──────── DATA FOR THE TASK

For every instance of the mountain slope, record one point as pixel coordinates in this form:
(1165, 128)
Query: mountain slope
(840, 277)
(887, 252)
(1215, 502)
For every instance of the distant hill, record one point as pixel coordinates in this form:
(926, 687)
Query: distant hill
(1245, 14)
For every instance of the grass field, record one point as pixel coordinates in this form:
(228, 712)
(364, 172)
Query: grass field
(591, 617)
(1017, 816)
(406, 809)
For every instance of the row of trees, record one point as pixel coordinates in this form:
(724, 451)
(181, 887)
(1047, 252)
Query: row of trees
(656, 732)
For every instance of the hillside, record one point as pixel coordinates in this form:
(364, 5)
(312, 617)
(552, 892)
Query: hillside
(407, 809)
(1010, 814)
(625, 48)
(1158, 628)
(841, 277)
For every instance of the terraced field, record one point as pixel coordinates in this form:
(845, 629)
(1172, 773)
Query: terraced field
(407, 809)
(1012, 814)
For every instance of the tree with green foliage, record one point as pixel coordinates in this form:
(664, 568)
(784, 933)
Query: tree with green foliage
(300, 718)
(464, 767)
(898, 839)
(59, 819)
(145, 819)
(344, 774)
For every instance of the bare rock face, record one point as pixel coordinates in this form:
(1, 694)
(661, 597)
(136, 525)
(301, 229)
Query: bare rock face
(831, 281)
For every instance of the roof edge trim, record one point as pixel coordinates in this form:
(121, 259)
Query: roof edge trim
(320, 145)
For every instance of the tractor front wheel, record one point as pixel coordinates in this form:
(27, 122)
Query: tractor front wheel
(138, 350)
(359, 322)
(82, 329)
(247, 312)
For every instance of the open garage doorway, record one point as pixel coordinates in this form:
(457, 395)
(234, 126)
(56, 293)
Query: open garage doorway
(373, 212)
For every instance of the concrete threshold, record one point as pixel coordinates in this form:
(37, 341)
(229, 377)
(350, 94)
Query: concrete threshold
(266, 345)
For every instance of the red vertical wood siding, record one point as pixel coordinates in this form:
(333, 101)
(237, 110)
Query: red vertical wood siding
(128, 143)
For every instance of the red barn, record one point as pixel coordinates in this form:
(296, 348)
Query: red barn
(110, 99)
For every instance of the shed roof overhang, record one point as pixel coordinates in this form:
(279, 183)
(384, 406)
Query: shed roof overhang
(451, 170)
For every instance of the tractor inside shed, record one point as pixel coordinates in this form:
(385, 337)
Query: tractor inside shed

────────────────

TASK STATEMENT: Render every line of the records above as a JSON list of strings, one string per line, omitting blank lines.

THE SOLUTION:
[
  "For every instance of the mountain slope, record one point as pixel coordinates in this form:",
  "(1165, 128)",
  "Query: mountain slope",
  "(840, 277)",
  "(887, 252)",
  "(1215, 502)",
  "For every instance of the distant hill, record one point as pixel coordinates in this form:",
  "(926, 687)",
  "Query: distant hill",
  "(1245, 14)",
  "For every instance of the grass field, record one point as pixel coordinates in this form:",
  "(228, 712)",
  "(364, 172)",
  "Query: grass field",
  "(591, 617)",
  "(1017, 816)",
  "(406, 809)",
  "For every instance of the row of trees, record one point as pixel coordinates in this form:",
  "(724, 451)",
  "(181, 887)",
  "(1047, 252)",
  "Query: row of trees",
  "(656, 732)",
  "For every instance of the hillside, record one point as pixel coordinates in this form:",
  "(364, 5)",
  "(312, 617)",
  "(552, 892)",
  "Query: hillside",
  "(407, 809)",
  "(1010, 814)",
  "(625, 48)",
  "(1158, 628)",
  "(841, 277)",
  "For every instance of the terraced field, record one point as pixel coordinates in this form:",
  "(845, 629)",
  "(1172, 773)",
  "Query: terraced field",
  "(407, 809)",
  "(1012, 814)",
  "For every instance of the tree with green foliage, record one point as pixel coordinates in this form:",
  "(664, 568)",
  "(784, 933)",
  "Query: tree with green foliage",
  "(300, 718)",
  "(464, 767)",
  "(898, 839)",
  "(59, 819)",
  "(145, 819)",
  "(344, 774)",
  "For every instance of the bare rock face, record one point as pixel coordinates in this form:",
  "(1, 694)",
  "(661, 597)",
  "(136, 525)",
  "(301, 229)",
  "Query: bare rock face",
  "(831, 281)",
  "For every instance of the roof edge trim, record one point as pixel coordinates in this form:",
  "(121, 259)",
  "Query: roof edge trim",
  "(320, 145)",
  "For every instance of the tractor front wheel, record one point as pixel coordinates in this form:",
  "(27, 122)",
  "Query: tractor front wheel",
  "(138, 350)",
  "(359, 322)",
  "(82, 329)",
  "(247, 312)",
  "For every instance of the open garage doorway, record one point as pixel coordinates in this form:",
  "(457, 395)",
  "(234, 126)",
  "(56, 293)",
  "Query: open garage doorway",
  "(373, 212)",
  "For every instance of the concrete threshold, record one point as pixel coordinates in this form:",
  "(37, 341)",
  "(229, 377)",
  "(350, 94)",
  "Query: concrete threshold",
  "(266, 345)",
  "For every instance of the red vertical wood siding, record one point as pixel coordinates in this form:",
  "(333, 101)",
  "(237, 110)",
  "Query: red vertical wood siding",
  "(128, 143)",
  "For every instance of the red barn, record one point as pixel coordinates in this form:",
  "(296, 348)",
  "Query: red barn",
  "(110, 99)",
  "For every instance of the shed roof overhang, record one point as pixel coordinates in this form:",
  "(279, 183)",
  "(384, 406)",
  "Query: shed roof overhang",
  "(451, 170)",
  "For every instance of the tractor inside shed, record one point as pixel coordinates in this form:",
  "(385, 337)",
  "Query: tractor inside shed"
]